Required tasks >>
1. Decide whether each statement below agrees with the article on the Raspberry Pi AI HAT+ 2, and support each yes or no with the deciding words of the article, quoted exactly. (a) The add‑on is priced at $130. (b) The board delivers 26 TOPS for LLM/VLM inference. (c) The Hailo‑10H NPU is paired with 16GB of on‑board RAM.
2. Extend the article on the Raspberry Pi AI HAT+ 2, beginning after its final sentence.
++++ Exercise passage
Raspberry Pi Launches AI HAT+ 2 With Hailo‑10H and 8GB RAM for On‑Device GenAI

Independent tests show mixed gains versus the Pi 5 CPU.

Overview

The $130 add‑on for Raspberry Pi 5 runs generative models locally using a Hailo‑10H NPU paired with 8GB of on‑board RAM to preserve privacy and reduce latency.
Raspberry Pi lists launch models including DeepSeek‑R1‑Distill, Llama 3.2, Qwen2.5‑Coder 1.5B, Qwen2.5‑Instruct 1.5B, and Qwen2 1.5B, with more and larger options planned.
The board delivers 40 TOPS (INT4) for LLM/VLM inference and offers computer‑vision performance broadly equivalent to the prior 26‑TOPS AI HAT, with tight integration into the Pi camera stack.
++++++++
++++ Records provided
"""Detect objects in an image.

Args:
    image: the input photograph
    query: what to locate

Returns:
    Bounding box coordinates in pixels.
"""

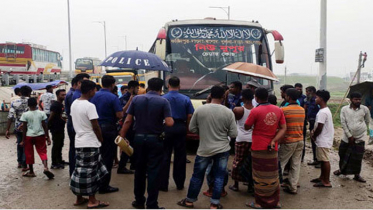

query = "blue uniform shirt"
[305,97,320,120]
[228,93,242,110]
[127,91,172,135]
[91,88,123,125]
[298,94,307,107]
[163,91,194,121]
[71,89,82,101]
[119,92,131,107]
[65,88,75,126]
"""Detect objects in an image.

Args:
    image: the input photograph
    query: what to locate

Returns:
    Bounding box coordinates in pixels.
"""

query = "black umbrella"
[347,82,373,104]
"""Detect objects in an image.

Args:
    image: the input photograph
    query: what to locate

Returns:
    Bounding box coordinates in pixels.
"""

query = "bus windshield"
[166,25,271,92]
[75,59,93,70]
[114,75,133,84]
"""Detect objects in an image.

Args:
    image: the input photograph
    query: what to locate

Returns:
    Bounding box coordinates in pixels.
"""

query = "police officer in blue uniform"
[120,78,174,209]
[91,75,123,194]
[160,76,194,191]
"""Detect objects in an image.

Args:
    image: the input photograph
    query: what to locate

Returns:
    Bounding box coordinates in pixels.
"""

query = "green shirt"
[20,110,47,137]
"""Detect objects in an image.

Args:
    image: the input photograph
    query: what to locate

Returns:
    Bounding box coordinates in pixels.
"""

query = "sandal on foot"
[354,176,367,183]
[87,201,109,209]
[43,171,54,179]
[246,201,263,209]
[333,170,342,176]
[22,167,30,172]
[177,198,194,208]
[221,190,228,198]
[22,171,36,177]
[203,190,212,197]
[313,182,332,188]
[310,178,321,183]
[210,203,223,209]
[229,185,238,192]
[74,198,89,206]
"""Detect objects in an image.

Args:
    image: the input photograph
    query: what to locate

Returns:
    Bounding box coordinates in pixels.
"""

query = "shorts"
++++++++
Numbered answers >>
1.
(a) Yes: "The $130 add‑on for Raspberry Pi 5"
(b) No: "The board delivers 40 TOPS (INT4) for LLM/VLM inference"
(c) No: "paired with 8GB of on‑board RAM"

2.
Early benchmarks from Jeff Geerling report the Pi 5 CPU often outpacing the Hailo‑10H on LLMs, with the NPU closer on Qwen2.5‑Coder 1.5B and operating under a 3W power envelope versus roughly 10W for the Pi SoC.
Hailo provides a hailo‑ollama backend and Dataflow Compiler with LoRA fine‑tuning support, though tests flagged outdated examples and errors when attempting concurrent vision and inference workloads.